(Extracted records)

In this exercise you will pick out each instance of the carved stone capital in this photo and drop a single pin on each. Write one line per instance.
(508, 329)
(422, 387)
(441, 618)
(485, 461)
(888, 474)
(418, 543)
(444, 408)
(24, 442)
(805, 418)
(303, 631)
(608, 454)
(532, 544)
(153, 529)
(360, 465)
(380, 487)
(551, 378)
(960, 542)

EXERCISE OBJECTIVE: Nothing may change. Retype all of the entries.

SOLUTION:
In this exercise you will pick out each instance of the carved stone capital in this photo and drop a single pin on each. Write one line per instance.
(508, 329)
(422, 387)
(441, 618)
(485, 461)
(888, 474)
(418, 543)
(444, 408)
(24, 442)
(805, 418)
(303, 631)
(608, 454)
(532, 544)
(153, 529)
(360, 465)
(380, 487)
(551, 378)
(960, 542)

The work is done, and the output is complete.